→ **Extrait du texte**
========

Moins médiatique mais tout aussi importante a été la prise de contrôle par les Kurdes de l’Union démocratique (PYD) des champs situés au nord-est de la Syrie, autour de la ville de Hassaké. Ces champs contiennent des réserves importantes de pétrole et des informations ont également circulé sur un accord pour la fourniture de brut par le PYD au gouvernement.

Le gaz, nouvel objectif de l’État islamique

Contrairement au pétrole, le gaz syrien est extrait de champs qui se situent dans l’ouest du pays, principalement autour de la ville de Palmyre, et sont pour la plupart sous le contrôle du gouvernement. Au premier trimestre de cette année, la production de gaz naturel se situait selon les chiffres du ministère du Pétrole à 15,6 millions de mètres cubes par jour alors qu’en 2010 elle se portait à environ 24 millions de mètres cubes.
L’attaque sur la région de Palmyre par l’État islamique pourrait cependant changer la donne dans ce secteur.
Pour l’instant, les champs gaziers qui sont tombés dans l’escarcelle de l’organisation takfiriste sont relativement de faible importance. Les plus grands, qui avaient été développés durant la décennie précédente par des entreprises internationales, telle la canadienne Suncor Energy et la croate INA Petroleum, sont menacés, mais toujours tenus par les forces gouvernementales.

========

→ **Exercices à faire**
a: Traduisez en anglais cette phrase du texte sur le pétrole et le gaz syriens : « L’attaque sur la région de Palmyre par l’État islamique pourrait cependant changer la donne dans ce secteur. »
b: D'après le texte sur le pétrole et le gaz syriens, quel était le niveau de production quotidienne de gaz naturel au premier trimestre de cette année ?
c: Poursuivez le texte sur le pétrole et le gaz syriens à la suite de sa dernière phrase.

→ **Données fournies**

========

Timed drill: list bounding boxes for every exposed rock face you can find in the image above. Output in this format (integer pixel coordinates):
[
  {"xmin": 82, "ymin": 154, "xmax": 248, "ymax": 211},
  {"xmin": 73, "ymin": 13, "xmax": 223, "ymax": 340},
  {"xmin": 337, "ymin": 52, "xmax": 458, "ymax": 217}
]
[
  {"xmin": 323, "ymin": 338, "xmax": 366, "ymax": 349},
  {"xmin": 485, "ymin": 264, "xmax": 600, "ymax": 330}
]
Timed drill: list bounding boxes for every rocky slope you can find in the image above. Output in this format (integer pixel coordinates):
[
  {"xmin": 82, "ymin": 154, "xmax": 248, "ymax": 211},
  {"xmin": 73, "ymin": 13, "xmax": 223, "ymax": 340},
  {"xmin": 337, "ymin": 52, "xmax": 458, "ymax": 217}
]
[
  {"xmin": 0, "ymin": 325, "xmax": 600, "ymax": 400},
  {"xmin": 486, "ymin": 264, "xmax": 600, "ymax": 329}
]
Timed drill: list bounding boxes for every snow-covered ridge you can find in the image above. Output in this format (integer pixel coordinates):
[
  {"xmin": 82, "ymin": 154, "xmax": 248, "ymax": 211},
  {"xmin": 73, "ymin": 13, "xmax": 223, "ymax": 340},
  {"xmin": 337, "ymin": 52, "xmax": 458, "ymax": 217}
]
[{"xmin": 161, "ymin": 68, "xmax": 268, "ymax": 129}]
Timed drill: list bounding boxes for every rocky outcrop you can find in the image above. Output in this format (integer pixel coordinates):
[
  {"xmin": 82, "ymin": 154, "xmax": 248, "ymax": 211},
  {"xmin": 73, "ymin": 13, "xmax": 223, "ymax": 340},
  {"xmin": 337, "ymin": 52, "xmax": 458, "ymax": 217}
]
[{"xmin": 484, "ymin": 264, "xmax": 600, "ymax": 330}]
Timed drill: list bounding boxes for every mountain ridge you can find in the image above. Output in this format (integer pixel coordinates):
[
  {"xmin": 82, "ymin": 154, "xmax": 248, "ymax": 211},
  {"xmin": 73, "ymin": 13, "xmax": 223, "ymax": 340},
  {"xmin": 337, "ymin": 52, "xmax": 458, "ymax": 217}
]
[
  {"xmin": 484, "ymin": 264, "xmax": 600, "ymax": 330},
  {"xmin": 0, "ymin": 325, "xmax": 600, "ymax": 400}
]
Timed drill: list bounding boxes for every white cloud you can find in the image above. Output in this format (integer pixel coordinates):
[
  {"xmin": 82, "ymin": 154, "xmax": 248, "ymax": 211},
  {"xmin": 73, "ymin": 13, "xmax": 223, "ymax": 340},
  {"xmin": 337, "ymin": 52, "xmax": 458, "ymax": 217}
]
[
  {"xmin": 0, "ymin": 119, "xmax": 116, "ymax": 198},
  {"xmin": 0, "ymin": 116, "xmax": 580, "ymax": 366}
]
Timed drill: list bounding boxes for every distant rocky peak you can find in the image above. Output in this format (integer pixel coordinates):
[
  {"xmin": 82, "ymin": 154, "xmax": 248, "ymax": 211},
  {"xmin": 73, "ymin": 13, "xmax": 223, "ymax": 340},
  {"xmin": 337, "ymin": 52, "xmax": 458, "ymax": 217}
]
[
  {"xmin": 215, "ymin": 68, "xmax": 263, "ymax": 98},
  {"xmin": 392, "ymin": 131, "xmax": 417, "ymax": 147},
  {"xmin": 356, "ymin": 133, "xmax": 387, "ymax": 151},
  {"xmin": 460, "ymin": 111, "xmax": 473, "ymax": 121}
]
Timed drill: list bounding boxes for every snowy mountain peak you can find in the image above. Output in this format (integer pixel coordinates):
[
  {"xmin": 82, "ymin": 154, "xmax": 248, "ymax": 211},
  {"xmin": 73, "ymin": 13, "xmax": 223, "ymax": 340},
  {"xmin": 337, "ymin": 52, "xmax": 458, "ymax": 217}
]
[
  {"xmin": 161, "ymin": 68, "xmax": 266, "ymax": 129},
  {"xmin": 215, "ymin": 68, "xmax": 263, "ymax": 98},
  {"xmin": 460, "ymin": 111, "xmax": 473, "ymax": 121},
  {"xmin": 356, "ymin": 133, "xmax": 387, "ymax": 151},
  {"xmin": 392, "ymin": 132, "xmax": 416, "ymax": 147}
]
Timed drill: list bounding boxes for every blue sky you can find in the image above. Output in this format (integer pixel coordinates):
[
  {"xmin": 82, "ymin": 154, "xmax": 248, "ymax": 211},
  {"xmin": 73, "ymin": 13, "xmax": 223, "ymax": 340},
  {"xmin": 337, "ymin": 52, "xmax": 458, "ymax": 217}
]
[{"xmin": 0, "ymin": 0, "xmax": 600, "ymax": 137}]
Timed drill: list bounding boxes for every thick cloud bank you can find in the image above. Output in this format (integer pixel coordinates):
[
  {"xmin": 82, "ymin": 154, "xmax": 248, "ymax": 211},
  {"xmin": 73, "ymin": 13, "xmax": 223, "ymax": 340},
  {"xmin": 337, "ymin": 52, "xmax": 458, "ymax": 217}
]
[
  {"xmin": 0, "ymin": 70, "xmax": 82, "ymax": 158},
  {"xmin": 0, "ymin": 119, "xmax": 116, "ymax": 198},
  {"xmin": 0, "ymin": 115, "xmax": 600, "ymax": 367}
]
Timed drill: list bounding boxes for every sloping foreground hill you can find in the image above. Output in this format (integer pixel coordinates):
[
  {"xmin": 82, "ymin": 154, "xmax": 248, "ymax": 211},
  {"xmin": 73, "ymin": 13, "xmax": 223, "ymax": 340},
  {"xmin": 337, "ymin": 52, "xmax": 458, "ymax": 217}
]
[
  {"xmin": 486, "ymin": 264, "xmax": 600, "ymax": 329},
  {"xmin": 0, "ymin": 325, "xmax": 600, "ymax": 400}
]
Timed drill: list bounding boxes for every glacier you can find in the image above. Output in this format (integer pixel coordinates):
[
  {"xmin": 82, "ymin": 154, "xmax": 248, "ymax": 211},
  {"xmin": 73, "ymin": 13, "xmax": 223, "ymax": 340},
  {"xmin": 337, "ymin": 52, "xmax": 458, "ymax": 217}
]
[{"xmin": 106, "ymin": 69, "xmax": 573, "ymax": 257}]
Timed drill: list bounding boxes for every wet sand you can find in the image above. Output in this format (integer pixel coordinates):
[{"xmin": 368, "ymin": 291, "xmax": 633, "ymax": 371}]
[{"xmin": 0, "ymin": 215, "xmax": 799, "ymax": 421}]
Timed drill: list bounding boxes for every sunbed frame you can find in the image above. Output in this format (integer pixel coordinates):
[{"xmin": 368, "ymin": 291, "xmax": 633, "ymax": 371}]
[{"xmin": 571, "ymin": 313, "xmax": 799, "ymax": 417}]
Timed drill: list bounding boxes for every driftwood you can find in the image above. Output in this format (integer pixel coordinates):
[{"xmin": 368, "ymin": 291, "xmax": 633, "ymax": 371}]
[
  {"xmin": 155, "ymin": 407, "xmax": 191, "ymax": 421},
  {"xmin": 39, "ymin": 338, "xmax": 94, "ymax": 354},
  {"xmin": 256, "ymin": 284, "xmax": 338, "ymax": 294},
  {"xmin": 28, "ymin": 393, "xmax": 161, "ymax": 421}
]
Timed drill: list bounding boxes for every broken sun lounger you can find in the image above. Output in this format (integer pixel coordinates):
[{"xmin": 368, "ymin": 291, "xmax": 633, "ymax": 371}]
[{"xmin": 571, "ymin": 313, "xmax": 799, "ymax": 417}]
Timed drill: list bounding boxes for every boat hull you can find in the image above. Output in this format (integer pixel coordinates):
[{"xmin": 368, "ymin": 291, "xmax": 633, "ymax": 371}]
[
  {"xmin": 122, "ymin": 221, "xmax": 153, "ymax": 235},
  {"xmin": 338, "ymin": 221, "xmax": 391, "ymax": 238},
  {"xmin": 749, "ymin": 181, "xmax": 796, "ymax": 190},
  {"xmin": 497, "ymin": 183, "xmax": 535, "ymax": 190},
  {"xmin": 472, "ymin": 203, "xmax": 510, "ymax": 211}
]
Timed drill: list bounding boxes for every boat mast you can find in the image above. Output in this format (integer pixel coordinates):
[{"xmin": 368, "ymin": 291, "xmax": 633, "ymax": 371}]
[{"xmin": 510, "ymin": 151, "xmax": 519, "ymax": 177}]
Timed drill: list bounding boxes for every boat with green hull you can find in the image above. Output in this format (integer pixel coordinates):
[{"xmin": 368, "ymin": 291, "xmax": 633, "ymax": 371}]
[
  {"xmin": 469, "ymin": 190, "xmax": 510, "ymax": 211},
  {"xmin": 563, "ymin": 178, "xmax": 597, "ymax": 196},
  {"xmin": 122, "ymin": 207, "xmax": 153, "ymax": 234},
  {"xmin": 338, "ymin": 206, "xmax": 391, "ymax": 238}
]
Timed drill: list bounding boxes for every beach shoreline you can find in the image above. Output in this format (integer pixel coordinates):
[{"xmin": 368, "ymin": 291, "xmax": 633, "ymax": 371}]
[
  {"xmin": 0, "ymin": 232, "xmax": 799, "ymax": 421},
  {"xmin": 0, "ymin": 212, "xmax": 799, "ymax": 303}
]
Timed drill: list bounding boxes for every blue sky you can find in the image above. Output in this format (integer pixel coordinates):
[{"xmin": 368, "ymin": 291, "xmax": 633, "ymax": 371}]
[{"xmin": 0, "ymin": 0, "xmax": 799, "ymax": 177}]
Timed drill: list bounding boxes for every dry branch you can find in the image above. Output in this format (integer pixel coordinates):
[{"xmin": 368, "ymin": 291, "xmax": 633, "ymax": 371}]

========

→ **Réponses aux exercices**
a: The Islamic State's attack on the Palmyra region could, however, change the situation in this sector.

b: Elle se situait à 15,6 millions de mètres cubes par jour, selon les chiffres du ministère du Pétrole.

c:
Il est probable que l’EI va chercher dans les semaines à venir à attaquer ces champs. L’objectif n’est probablement pas de vendre le gaz au plus offrant sur le marché. En effet, le gaz est un produit plus difficile à commercialiser et à distribuer que le pétrole et le seul client potentiel de l’EI serait le gouvernement qui en a besoin pour faire fonctionner ses centrales électriques. C’est grâce à la mainmise du gouvernement sur ces champs que les coupures d’électricité à Damas et dans les autres centres urbains du pays ont été jusque-là limitées.
En revanche, ces champs peuvent servir de monnaie d’échange dans la relation de l’État islamique avec le régime, soit pour vendre le gaz en contrepartie d’un paiement en liquide, soit pour obtenir d’autres types de concessions, d’ordre commercial, politique ou militaire.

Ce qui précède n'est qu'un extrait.